**Directive**: Please recast every line of the rows below as a Markdown table with two columns, Number and Text, numbering the lines in order and leaving out any blank lines.

■ ■ ■

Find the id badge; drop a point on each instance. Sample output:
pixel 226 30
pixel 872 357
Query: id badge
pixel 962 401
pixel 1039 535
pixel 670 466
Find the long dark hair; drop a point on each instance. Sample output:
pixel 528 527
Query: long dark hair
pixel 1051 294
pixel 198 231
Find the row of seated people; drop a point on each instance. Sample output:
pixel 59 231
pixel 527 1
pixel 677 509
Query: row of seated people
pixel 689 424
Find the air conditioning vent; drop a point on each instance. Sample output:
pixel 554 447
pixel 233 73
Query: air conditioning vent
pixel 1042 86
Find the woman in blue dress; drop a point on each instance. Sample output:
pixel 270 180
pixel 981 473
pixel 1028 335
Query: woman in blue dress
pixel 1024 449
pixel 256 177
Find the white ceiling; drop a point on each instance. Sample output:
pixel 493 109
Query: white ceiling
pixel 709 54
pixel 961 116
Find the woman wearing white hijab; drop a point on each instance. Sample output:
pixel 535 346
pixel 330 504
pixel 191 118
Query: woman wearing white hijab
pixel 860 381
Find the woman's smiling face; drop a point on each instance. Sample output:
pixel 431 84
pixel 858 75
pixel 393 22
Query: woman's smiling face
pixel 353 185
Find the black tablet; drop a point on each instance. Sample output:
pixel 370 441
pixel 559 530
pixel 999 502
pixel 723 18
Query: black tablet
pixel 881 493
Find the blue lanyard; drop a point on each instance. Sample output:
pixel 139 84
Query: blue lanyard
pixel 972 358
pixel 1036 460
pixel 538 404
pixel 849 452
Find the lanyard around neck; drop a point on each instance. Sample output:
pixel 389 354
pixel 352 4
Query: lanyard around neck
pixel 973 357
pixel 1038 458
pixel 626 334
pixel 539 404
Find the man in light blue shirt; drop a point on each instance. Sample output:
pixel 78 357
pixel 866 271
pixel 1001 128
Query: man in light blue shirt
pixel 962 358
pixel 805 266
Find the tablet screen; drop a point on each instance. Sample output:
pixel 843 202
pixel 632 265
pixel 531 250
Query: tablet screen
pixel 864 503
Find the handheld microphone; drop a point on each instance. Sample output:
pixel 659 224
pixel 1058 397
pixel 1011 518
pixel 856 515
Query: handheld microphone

■ ■ ■

**Finished task**:
| Number | Text |
|---|---|
| 1 | Find the id badge; drop a point on each instance. Sample output: |
| 2 | pixel 226 30 |
| 3 | pixel 872 357 |
| 4 | Query: id badge |
| 5 | pixel 962 401 |
| 6 | pixel 1039 535 |
| 7 | pixel 670 466 |
| 8 | Find the long dark hair; drop a point on each instance. Sample output: |
| 9 | pixel 528 527 |
| 10 | Query: long dark hair |
| 11 | pixel 1051 294 |
| 12 | pixel 198 231 |
| 13 | Find the row of seated people; drop a point on each instance. Sample output: |
| 14 | pixel 59 231 |
| 15 | pixel 527 1 |
| 16 | pixel 677 509 |
| 17 | Query: row of seated people |
| 18 | pixel 689 424 |
| 19 | Find the air conditioning vent; drop a point on each instance. Sample output: |
| 20 | pixel 554 447 |
| 21 | pixel 233 73 |
| 22 | Query: air conditioning vent |
| 23 | pixel 1042 86 |
| 24 | Find the woman in blue dress; drop a point on each instance. Sample output: |
| 25 | pixel 270 180 |
| 26 | pixel 981 473 |
| 27 | pixel 1028 335 |
| 28 | Query: woman in blue dress |
| 29 | pixel 1024 449 |
| 30 | pixel 256 177 |
| 31 | Find the white ceiling; drop a point on each instance. Sample output: |
| 32 | pixel 493 109 |
| 33 | Query: white ceiling |
| 34 | pixel 709 54 |
| 35 | pixel 961 116 |
| 36 | Find the woman wearing white hijab; drop a point on each instance. Sample output: |
| 37 | pixel 535 346 |
| 38 | pixel 330 504 |
| 39 | pixel 191 118 |
| 40 | Query: woman wearing white hijab |
| 41 | pixel 860 381 |
| 42 | Find the woman's smiling face; drop a point on each instance. Sample output: |
| 43 | pixel 431 84 |
| 44 | pixel 858 75 |
| 45 | pixel 393 22 |
| 46 | Query: woman's smiling face |
| 47 | pixel 353 185 |
| 48 | Find the black tablet; drop a point on each instance. Sample output: |
| 49 | pixel 370 441 |
| 50 | pixel 559 530 |
| 51 | pixel 999 502 |
| 52 | pixel 723 18 |
| 53 | Query: black tablet |
| 54 | pixel 881 493 |
| 55 | Find the blue lanyard; drop a point on each instance. Sample output: |
| 56 | pixel 139 84 |
| 57 | Query: blue lanyard |
| 58 | pixel 972 358 |
| 59 | pixel 1036 460 |
| 60 | pixel 538 404 |
| 61 | pixel 849 452 |
| 62 | Find the lanyard around neck; drop a point on each instance. Sample output: |
| 63 | pixel 389 354 |
| 64 | pixel 352 4 |
| 65 | Query: lanyard around neck |
| 66 | pixel 973 357 |
| 67 | pixel 1038 458 |
| 68 | pixel 626 334 |
| 69 | pixel 539 404 |
| 70 | Find the man in light blue shirt; drop a point on each instance. Sample output: |
| 71 | pixel 78 357 |
| 72 | pixel 866 271 |
| 73 | pixel 1001 128 |
| 74 | Query: man in light blue shirt |
| 75 | pixel 962 358 |
| 76 | pixel 805 266 |
| 77 | Find the tablet screen; drop a point on each instance. Sample output: |
| 78 | pixel 843 202 |
| 79 | pixel 632 265 |
| 80 | pixel 531 250 |
| 81 | Query: tablet screen |
| 82 | pixel 864 503 |
| 83 | Find the handheld microphone; drop a point on each instance. Sample output: |
| 84 | pixel 659 224 |
| 85 | pixel 1058 397 |
| 86 | pixel 1011 518 |
| 87 | pixel 856 515 |
| 88 | Query: handheld microphone |